> [Consegna]:
Stampa di nuovo, parola per parola, tutte le righe riportate qui sotto, tralasciando le immagini.
++++ Voci fornite ++++
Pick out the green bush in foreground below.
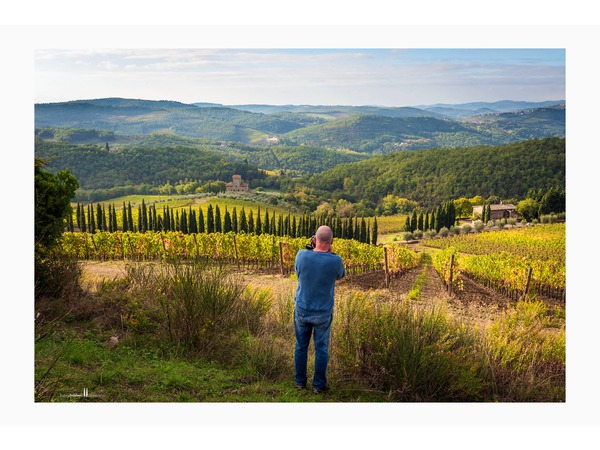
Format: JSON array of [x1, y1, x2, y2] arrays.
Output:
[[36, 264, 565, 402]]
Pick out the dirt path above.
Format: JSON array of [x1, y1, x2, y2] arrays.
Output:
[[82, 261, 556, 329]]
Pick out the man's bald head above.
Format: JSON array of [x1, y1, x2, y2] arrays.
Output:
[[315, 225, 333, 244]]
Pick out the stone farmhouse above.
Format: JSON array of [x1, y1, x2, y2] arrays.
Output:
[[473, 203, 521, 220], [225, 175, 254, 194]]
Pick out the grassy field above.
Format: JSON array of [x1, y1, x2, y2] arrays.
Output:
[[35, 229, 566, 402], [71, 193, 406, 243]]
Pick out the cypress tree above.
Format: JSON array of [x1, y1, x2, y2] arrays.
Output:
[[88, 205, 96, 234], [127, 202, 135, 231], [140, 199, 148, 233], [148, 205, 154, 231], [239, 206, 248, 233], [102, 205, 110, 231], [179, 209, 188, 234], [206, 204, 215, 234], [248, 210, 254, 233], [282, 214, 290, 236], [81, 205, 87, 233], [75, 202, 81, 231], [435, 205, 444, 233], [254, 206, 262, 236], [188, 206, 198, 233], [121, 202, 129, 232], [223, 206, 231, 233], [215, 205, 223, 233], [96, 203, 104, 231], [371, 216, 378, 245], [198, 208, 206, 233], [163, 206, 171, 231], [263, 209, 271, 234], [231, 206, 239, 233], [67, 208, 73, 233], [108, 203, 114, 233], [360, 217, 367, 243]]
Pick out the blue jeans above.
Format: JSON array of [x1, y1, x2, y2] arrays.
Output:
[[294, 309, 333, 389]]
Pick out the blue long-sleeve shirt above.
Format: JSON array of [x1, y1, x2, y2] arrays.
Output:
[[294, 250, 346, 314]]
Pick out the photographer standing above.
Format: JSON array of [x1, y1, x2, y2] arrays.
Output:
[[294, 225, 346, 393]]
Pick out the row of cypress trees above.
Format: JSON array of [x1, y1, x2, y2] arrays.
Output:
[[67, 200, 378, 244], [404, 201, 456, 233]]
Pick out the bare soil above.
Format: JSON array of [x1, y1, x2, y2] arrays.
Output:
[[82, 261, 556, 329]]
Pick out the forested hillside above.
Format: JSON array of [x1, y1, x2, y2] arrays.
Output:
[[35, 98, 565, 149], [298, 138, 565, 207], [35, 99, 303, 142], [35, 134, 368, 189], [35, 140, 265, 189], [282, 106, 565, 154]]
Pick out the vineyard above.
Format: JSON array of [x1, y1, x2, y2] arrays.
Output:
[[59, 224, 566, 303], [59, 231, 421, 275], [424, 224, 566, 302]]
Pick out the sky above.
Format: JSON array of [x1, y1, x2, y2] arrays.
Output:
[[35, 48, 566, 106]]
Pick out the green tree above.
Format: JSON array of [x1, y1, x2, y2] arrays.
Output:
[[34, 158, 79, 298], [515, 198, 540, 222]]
++++
> [Risultato dell'esercizio]:
Pick out the green bush in foreground below.
Format: JSON array of [x1, y1, x2, y2] arrays.
Output:
[[36, 264, 565, 402]]
Pick out the dirt path above.
Format: JSON array of [x1, y1, x2, y2] arrays.
Output:
[[82, 261, 556, 329]]
Pick out the man's bald head above.
Format: JSON array of [x1, y1, x2, y2] arrays.
Output:
[[315, 225, 333, 244]]
Pick out the stone farmhouse above.
Format: JSON array of [x1, y1, x2, y2] arrays.
Output:
[[473, 203, 521, 220], [225, 175, 254, 194]]
Pick out the grassy field above.
Format: JSON array of [x1, y1, x2, y2] arrays.
Output:
[[35, 229, 566, 402], [71, 193, 406, 243]]
Pick out the cypress tree above.
Format: JSON array of [x1, y1, x2, y2] arrays.
Output:
[[88, 205, 96, 234], [127, 202, 135, 231], [140, 199, 148, 233], [148, 205, 154, 231], [239, 206, 248, 233], [102, 205, 110, 231], [179, 209, 188, 234], [206, 204, 215, 234], [248, 210, 254, 233], [282, 214, 290, 236], [81, 205, 87, 233], [75, 202, 81, 231], [435, 205, 444, 233], [254, 206, 262, 236], [188, 206, 198, 233], [121, 202, 129, 232], [223, 206, 231, 233], [215, 205, 223, 233], [96, 203, 104, 231], [371, 216, 378, 245], [198, 208, 206, 233], [163, 206, 171, 231], [263, 209, 271, 234], [231, 206, 239, 233], [67, 208, 73, 233], [108, 203, 114, 233], [360, 217, 367, 243]]
Pick out the blue jeans above.
Format: JSON array of [x1, y1, x2, y2] arrays.
Output:
[[294, 309, 333, 389]]
Pick out the blue long-sleeve shirt above.
Format: JSON array of [x1, y1, x2, y2] arrays.
Output:
[[294, 250, 346, 314]]
Pick out the photographer standing above.
Format: JSON array of [x1, y1, x2, y2] arrays.
Output:
[[294, 225, 346, 393]]
Pick out the row of cypress trees above.
Format: JSON array of [x1, y1, x2, y2] arrays.
Output:
[[67, 200, 378, 244], [404, 201, 456, 233]]
Pick out the bare soil above.
Format: JSON array of [x1, y1, x2, y2] arrays.
Output:
[[82, 261, 556, 329]]
Pick out the forested hillside above.
Format: JSON array of [x1, y1, x2, y2] arrays.
Output:
[[35, 98, 565, 149], [298, 138, 565, 207], [35, 99, 303, 142], [35, 134, 368, 189], [35, 140, 265, 189], [282, 106, 565, 154]]
Pick out the vineyard above.
Format: JSON array of [x1, y1, x2, y2] arrays.
Output:
[[59, 224, 566, 303], [59, 231, 421, 275], [424, 224, 566, 302]]
Pick out the sky above.
Format: JSON array of [x1, y1, x2, y2] arrays.
Output:
[[35, 48, 566, 106]]
Pick out the green tree above.
Format: JSON array of [x1, y1, x2, y2] arrays.
Output:
[[34, 158, 79, 298], [515, 198, 540, 222]]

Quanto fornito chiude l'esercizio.